Top of PROVIDED INFORMATION

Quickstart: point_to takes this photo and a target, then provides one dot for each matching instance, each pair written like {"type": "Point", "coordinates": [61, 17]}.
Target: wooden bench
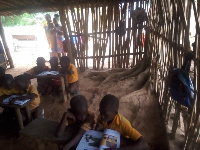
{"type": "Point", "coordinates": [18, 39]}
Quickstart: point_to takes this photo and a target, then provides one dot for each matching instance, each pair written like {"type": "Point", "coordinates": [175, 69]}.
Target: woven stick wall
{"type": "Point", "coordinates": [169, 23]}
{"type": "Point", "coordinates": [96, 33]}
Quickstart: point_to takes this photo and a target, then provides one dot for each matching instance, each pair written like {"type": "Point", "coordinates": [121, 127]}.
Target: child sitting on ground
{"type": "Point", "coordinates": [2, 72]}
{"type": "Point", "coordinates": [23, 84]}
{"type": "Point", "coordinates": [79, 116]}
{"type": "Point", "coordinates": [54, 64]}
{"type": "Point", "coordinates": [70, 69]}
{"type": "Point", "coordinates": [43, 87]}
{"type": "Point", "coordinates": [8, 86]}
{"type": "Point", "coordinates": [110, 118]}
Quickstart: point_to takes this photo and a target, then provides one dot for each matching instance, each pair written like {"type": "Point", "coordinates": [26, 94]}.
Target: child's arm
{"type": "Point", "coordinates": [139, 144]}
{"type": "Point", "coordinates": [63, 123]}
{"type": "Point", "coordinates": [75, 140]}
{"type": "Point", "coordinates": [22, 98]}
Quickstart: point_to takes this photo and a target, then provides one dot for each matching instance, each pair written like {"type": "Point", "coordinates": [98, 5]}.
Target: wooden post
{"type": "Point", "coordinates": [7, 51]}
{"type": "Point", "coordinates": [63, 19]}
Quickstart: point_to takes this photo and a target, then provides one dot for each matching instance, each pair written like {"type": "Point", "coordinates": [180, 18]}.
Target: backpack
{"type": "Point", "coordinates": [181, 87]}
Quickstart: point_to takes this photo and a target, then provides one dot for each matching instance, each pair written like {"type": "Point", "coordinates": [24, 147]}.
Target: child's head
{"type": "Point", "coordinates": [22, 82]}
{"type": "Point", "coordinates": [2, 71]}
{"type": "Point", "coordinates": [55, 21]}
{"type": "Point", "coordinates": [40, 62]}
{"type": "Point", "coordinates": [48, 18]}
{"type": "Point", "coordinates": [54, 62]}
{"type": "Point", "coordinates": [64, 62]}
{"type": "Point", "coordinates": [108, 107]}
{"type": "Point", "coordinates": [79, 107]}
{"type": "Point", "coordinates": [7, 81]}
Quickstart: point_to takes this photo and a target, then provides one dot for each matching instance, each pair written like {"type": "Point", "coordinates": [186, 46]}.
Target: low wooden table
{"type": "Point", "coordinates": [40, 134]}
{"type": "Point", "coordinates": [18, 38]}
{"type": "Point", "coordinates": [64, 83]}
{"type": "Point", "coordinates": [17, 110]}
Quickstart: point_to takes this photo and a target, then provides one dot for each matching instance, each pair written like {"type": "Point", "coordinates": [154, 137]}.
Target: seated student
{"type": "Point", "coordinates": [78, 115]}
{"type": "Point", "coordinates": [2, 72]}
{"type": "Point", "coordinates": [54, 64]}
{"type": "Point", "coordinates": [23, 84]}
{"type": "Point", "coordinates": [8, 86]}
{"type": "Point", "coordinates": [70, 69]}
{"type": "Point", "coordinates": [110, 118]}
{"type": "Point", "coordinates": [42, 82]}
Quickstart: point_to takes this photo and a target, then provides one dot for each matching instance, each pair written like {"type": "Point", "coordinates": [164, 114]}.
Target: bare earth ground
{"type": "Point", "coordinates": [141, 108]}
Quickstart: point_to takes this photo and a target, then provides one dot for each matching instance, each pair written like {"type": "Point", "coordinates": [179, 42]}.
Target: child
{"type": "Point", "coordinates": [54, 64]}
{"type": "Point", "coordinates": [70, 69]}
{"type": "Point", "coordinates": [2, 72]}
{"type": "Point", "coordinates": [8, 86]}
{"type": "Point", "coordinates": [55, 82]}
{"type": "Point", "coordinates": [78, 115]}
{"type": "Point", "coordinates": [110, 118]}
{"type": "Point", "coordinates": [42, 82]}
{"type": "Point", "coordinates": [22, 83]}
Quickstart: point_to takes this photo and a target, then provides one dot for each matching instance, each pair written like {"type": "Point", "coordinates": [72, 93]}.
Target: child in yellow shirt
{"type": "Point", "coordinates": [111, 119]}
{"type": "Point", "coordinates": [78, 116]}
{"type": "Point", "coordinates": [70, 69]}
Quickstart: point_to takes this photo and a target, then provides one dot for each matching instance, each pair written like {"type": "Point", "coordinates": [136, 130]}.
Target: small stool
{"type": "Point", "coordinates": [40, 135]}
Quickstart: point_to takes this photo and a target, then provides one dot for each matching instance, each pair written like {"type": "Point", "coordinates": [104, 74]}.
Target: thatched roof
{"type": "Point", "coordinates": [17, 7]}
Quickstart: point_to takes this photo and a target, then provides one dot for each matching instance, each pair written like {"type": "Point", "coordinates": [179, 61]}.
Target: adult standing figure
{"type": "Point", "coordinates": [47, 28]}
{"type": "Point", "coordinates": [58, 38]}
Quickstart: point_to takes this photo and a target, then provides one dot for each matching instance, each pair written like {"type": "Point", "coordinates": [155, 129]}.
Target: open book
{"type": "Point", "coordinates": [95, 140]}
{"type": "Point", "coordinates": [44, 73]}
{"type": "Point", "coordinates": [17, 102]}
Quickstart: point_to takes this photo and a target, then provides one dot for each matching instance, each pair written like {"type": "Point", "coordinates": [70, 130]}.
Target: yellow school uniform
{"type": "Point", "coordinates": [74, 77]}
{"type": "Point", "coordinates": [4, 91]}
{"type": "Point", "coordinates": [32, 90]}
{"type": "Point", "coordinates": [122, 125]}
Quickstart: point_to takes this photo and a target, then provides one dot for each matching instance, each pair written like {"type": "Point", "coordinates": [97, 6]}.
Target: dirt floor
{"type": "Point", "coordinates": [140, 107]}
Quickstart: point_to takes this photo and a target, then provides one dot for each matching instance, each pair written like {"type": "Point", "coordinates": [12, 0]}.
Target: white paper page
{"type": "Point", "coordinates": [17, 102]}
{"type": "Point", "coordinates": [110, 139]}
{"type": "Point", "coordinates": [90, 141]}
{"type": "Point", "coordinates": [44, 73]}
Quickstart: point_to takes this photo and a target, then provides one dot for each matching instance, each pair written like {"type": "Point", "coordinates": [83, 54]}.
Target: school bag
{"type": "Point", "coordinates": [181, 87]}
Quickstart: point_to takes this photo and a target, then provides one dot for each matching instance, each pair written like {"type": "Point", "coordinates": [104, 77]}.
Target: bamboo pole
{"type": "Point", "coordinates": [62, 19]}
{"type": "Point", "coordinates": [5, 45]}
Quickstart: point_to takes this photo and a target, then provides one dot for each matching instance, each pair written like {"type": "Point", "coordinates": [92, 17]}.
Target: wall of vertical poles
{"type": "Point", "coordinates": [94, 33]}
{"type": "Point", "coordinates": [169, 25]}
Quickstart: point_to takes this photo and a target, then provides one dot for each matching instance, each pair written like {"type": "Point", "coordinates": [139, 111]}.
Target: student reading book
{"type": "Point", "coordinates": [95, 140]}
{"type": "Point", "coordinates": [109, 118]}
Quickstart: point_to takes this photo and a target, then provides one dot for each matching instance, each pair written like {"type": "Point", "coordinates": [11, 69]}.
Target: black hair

Bottom of PROVIDED INFORMATION

■ **WHAT TO PRODUCE**: Write the listing above out again exactly, dropping each image.

■ **WRITTEN ANSWER**:
Quickstart: point_to takes this photo and a target, then provides one dot for each matching instance, each pair written like {"type": "Point", "coordinates": [61, 17]}.
Target: wooden bench
{"type": "Point", "coordinates": [18, 39]}
Quickstart: point_to takes this photo and a target, then provides one dot for each matching instance, each pair written like {"type": "Point", "coordinates": [175, 69]}.
Target: woven stick wall
{"type": "Point", "coordinates": [169, 23]}
{"type": "Point", "coordinates": [96, 33]}
Quickstart: point_to takes this photo and a target, then provides one dot for each matching instance, each pair written like {"type": "Point", "coordinates": [121, 127]}.
Target: child sitting on ground
{"type": "Point", "coordinates": [2, 72]}
{"type": "Point", "coordinates": [23, 84]}
{"type": "Point", "coordinates": [79, 116]}
{"type": "Point", "coordinates": [54, 64]}
{"type": "Point", "coordinates": [70, 69]}
{"type": "Point", "coordinates": [43, 87]}
{"type": "Point", "coordinates": [8, 86]}
{"type": "Point", "coordinates": [110, 118]}
Quickstart: point_to takes this photo and a target, then provides one dot for each matching instance, each pair written like {"type": "Point", "coordinates": [26, 94]}.
Target: child's arm
{"type": "Point", "coordinates": [139, 144]}
{"type": "Point", "coordinates": [63, 123]}
{"type": "Point", "coordinates": [75, 140]}
{"type": "Point", "coordinates": [22, 98]}
Quickstart: point_to takes this photo and a target, then provides one dot for each matching instance, each pair written like {"type": "Point", "coordinates": [98, 5]}.
Target: wooden post
{"type": "Point", "coordinates": [7, 51]}
{"type": "Point", "coordinates": [63, 19]}
Quickstart: point_to takes this photo and a target, then provides one dot for each matching instance, each pair written like {"type": "Point", "coordinates": [180, 18]}.
Target: backpack
{"type": "Point", "coordinates": [181, 87]}
Quickstart: point_to takes this photo and a target, then provides one dot for each matching instance, each pair written like {"type": "Point", "coordinates": [24, 147]}.
Target: child's head
{"type": "Point", "coordinates": [22, 82]}
{"type": "Point", "coordinates": [2, 71]}
{"type": "Point", "coordinates": [55, 21]}
{"type": "Point", "coordinates": [40, 62]}
{"type": "Point", "coordinates": [48, 18]}
{"type": "Point", "coordinates": [54, 62]}
{"type": "Point", "coordinates": [64, 62]}
{"type": "Point", "coordinates": [108, 107]}
{"type": "Point", "coordinates": [79, 107]}
{"type": "Point", "coordinates": [7, 81]}
Quickstart: point_to takes this photo and a target, then provides one dot for each matching instance, each pair written like {"type": "Point", "coordinates": [186, 46]}.
Target: low wooden table
{"type": "Point", "coordinates": [40, 134]}
{"type": "Point", "coordinates": [18, 38]}
{"type": "Point", "coordinates": [64, 83]}
{"type": "Point", "coordinates": [17, 110]}
Quickstart: point_to takes this photo and a target, then provides one dot for each matching instance, each pair written like {"type": "Point", "coordinates": [154, 137]}.
Target: seated student
{"type": "Point", "coordinates": [78, 115]}
{"type": "Point", "coordinates": [2, 72]}
{"type": "Point", "coordinates": [54, 64]}
{"type": "Point", "coordinates": [23, 84]}
{"type": "Point", "coordinates": [8, 86]}
{"type": "Point", "coordinates": [70, 69]}
{"type": "Point", "coordinates": [110, 118]}
{"type": "Point", "coordinates": [42, 82]}
Quickstart: point_to takes this photo and a target, then provides one dot for each matching instance, each pair written like {"type": "Point", "coordinates": [164, 114]}.
Target: bare earth ground
{"type": "Point", "coordinates": [141, 108]}
Quickstart: point_to takes this photo and a target, then provides one dot for each matching instance, each pair written like {"type": "Point", "coordinates": [179, 42]}.
Target: child
{"type": "Point", "coordinates": [54, 64]}
{"type": "Point", "coordinates": [70, 69]}
{"type": "Point", "coordinates": [2, 72]}
{"type": "Point", "coordinates": [8, 86]}
{"type": "Point", "coordinates": [55, 82]}
{"type": "Point", "coordinates": [78, 115]}
{"type": "Point", "coordinates": [110, 118]}
{"type": "Point", "coordinates": [42, 82]}
{"type": "Point", "coordinates": [22, 83]}
Quickstart: point_to takes this photo and a target, then provides one dot for each matching instance, each pair written like {"type": "Point", "coordinates": [72, 93]}.
Target: child in yellow shirt
{"type": "Point", "coordinates": [111, 119]}
{"type": "Point", "coordinates": [78, 116]}
{"type": "Point", "coordinates": [70, 69]}
Quickstart: point_to takes this photo and a target, then provides one dot for each matching instance, each pair written like {"type": "Point", "coordinates": [136, 130]}.
Target: small stool
{"type": "Point", "coordinates": [40, 135]}
Quickstart: point_to takes this photo and a target, then provides one dot for each matching instance, each pair written like {"type": "Point", "coordinates": [104, 74]}.
Target: thatched roof
{"type": "Point", "coordinates": [17, 7]}
Quickstart: point_to takes this photo and a target, then provides one dot for each matching instance, each pair written like {"type": "Point", "coordinates": [179, 61]}.
Target: adult standing figure
{"type": "Point", "coordinates": [47, 28]}
{"type": "Point", "coordinates": [58, 38]}
Quickstart: point_to takes this photo and a target, then provides one dot for each matching instance, each pair written like {"type": "Point", "coordinates": [155, 129]}.
Target: open book
{"type": "Point", "coordinates": [95, 140]}
{"type": "Point", "coordinates": [44, 73]}
{"type": "Point", "coordinates": [17, 102]}
Quickstart: point_to takes this photo and a target, then provides one dot for each matching instance, each pair written like {"type": "Point", "coordinates": [70, 130]}.
Target: yellow school uniform
{"type": "Point", "coordinates": [74, 77]}
{"type": "Point", "coordinates": [4, 91]}
{"type": "Point", "coordinates": [32, 90]}
{"type": "Point", "coordinates": [122, 125]}
Quickstart: point_to takes this photo and a target, then provides one dot for each matching instance, each pair written like {"type": "Point", "coordinates": [97, 6]}.
Target: dirt floor
{"type": "Point", "coordinates": [140, 107]}
Quickstart: point_to takes this photo and a target, then provides one dot for each matching instance, each pair written like {"type": "Point", "coordinates": [12, 0]}.
Target: white paper page
{"type": "Point", "coordinates": [17, 102]}
{"type": "Point", "coordinates": [110, 139]}
{"type": "Point", "coordinates": [90, 141]}
{"type": "Point", "coordinates": [44, 73]}
Quickstart: point_to takes this photo and a target, then provides one dot for each matching instance, each pair written like {"type": "Point", "coordinates": [83, 54]}.
Target: school bag
{"type": "Point", "coordinates": [181, 87]}
Quickstart: point_to takes this photo and a target, then provides one dot for each matching instance, each pair written like {"type": "Point", "coordinates": [104, 77]}.
Target: bamboo pole
{"type": "Point", "coordinates": [62, 19]}
{"type": "Point", "coordinates": [5, 45]}
Quickstart: point_to takes this photo and a target, then provides one dot for each matching instance, each pair written like {"type": "Point", "coordinates": [92, 17]}.
Target: wall of vertical poles
{"type": "Point", "coordinates": [94, 33]}
{"type": "Point", "coordinates": [169, 25]}
Quickstart: point_to takes this photo and a target, then provides one dot for each matching instance, each pair written like {"type": "Point", "coordinates": [139, 111]}.
Target: student reading book
{"type": "Point", "coordinates": [95, 140]}
{"type": "Point", "coordinates": [109, 118]}
Quickstart: point_to takes this photo and a target, then provides one dot for each matching instance, each pair written like {"type": "Point", "coordinates": [11, 69]}.
Target: black hair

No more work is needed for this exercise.